----- Listing -----

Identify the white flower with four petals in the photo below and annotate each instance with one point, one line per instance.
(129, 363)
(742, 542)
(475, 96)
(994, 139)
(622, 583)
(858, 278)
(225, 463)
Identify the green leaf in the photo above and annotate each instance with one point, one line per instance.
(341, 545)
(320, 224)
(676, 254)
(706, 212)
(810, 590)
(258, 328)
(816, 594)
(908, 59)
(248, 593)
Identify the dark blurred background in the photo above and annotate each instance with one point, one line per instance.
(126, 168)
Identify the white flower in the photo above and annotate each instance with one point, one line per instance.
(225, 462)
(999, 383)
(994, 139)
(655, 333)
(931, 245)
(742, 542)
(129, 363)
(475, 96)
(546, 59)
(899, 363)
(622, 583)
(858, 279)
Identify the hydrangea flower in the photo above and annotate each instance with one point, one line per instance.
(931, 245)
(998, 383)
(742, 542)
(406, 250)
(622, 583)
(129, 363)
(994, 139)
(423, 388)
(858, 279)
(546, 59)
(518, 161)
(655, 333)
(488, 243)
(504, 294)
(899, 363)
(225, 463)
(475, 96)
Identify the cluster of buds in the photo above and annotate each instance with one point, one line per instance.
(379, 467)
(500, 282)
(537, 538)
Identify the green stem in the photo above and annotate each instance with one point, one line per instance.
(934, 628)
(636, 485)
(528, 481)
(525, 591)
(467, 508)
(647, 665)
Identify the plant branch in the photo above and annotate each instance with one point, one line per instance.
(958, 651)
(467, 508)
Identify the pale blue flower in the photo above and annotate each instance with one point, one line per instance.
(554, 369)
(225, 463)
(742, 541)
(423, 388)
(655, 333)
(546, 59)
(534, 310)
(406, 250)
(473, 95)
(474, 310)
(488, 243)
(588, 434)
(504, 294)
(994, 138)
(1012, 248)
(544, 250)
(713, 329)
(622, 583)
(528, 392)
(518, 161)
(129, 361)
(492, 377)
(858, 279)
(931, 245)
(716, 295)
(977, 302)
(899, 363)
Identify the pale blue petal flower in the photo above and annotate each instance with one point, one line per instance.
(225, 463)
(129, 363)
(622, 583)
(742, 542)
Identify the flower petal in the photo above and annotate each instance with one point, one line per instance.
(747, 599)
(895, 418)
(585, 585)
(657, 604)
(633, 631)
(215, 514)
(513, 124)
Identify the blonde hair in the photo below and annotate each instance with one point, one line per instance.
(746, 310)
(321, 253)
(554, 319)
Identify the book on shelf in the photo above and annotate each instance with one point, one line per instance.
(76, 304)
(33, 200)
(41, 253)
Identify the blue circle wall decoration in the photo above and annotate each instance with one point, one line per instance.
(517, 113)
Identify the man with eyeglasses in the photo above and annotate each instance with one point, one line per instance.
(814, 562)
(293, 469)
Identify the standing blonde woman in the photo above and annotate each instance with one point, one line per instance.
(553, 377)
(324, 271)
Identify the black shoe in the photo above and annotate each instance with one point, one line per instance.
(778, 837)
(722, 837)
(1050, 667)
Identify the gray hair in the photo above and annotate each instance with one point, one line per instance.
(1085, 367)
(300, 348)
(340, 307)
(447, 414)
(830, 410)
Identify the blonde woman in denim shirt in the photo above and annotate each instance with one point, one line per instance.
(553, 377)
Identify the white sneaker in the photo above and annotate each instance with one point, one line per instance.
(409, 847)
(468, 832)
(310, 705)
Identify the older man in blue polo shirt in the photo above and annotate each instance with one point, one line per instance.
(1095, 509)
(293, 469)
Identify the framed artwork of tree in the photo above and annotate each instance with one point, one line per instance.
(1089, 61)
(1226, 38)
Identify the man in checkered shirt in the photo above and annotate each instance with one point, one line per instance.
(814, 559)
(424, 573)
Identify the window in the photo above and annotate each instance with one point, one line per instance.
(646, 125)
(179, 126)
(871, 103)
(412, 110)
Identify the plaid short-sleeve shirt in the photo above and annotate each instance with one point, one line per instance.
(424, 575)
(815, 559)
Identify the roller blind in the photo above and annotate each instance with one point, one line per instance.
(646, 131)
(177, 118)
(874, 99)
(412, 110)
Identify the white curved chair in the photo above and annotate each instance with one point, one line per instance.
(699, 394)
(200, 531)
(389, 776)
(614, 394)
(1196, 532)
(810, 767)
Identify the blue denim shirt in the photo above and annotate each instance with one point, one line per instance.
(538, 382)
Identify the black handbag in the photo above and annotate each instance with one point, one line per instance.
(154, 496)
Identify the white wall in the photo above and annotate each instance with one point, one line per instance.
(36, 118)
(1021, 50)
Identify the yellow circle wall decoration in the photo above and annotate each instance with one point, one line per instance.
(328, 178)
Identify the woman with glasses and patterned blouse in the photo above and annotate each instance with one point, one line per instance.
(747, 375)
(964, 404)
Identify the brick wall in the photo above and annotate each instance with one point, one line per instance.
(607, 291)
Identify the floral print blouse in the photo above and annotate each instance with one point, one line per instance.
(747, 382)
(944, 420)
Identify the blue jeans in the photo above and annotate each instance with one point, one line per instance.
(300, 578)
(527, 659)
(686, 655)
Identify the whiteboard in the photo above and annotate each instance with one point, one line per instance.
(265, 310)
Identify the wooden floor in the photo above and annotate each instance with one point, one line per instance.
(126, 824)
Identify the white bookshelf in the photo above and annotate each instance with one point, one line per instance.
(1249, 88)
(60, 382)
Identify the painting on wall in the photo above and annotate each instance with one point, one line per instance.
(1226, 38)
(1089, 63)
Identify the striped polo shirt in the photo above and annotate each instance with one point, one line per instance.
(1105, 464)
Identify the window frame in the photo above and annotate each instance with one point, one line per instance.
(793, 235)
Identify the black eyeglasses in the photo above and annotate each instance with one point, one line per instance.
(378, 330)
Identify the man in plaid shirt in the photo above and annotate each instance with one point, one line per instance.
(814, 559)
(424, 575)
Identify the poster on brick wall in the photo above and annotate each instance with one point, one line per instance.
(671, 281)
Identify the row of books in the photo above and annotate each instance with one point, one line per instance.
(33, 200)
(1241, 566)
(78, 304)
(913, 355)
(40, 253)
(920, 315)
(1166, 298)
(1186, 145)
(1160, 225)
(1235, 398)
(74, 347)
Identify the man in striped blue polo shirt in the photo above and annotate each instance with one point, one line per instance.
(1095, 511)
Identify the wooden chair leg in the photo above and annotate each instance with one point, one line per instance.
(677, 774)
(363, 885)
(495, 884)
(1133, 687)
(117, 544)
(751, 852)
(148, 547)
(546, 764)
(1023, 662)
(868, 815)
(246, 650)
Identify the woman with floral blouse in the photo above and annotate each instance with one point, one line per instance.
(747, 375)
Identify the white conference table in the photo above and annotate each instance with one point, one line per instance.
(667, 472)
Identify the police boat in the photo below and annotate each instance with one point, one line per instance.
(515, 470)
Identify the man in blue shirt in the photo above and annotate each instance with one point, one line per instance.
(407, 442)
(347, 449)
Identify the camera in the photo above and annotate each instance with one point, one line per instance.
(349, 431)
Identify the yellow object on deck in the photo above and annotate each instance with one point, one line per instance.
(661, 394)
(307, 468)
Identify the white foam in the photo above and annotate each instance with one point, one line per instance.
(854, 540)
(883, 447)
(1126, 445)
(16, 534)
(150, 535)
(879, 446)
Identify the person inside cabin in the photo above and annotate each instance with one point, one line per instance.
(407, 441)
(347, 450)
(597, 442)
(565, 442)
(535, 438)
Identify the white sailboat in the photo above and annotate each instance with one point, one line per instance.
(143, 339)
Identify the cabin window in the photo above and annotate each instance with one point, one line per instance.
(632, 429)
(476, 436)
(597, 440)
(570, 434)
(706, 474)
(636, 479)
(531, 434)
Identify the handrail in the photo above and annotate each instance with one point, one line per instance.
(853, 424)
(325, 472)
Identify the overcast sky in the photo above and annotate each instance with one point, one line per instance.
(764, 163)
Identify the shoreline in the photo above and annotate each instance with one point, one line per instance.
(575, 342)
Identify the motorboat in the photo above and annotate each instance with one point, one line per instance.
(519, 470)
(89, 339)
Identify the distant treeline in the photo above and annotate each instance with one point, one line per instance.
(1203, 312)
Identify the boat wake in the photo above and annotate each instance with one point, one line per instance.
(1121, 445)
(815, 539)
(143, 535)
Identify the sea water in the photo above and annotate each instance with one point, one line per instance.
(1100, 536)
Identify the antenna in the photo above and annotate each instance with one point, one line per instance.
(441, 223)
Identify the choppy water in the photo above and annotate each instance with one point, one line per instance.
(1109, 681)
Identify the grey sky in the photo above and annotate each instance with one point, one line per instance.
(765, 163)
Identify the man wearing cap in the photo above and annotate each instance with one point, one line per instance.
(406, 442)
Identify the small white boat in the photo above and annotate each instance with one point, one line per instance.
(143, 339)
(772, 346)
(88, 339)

-----

_Task prompt_
Copy out the rows from the line containing "Identify the handrail" through the line containing "(1100, 536)", inclusive, switching "motorboat" to "speedboat" and leaving everything else unchanged.

_Exercise solution_
Identify the handrail in the photo above and annotate each instance with one point, one line per instance.
(853, 424)
(325, 472)
Identify the overcast sky in the photo above and annotate each instance with one point, one line per instance.
(764, 163)
Identify the shoreline in the photo above and annotate each instance with one point, one line per instance.
(575, 342)
Identify the speedboat in the photo above and annotate each instance with one point, one line per instance.
(519, 470)
(89, 339)
Identify the distant treeline in the photo above and annotate each instance with one point, one line per instance.
(1203, 312)
Identify the boat wake in the photo above and annotate each instance with one point, one line per instance.
(1121, 445)
(815, 539)
(143, 535)
Identify the sea water in the photo above and annotate each instance with one point, one line per instance.
(1100, 536)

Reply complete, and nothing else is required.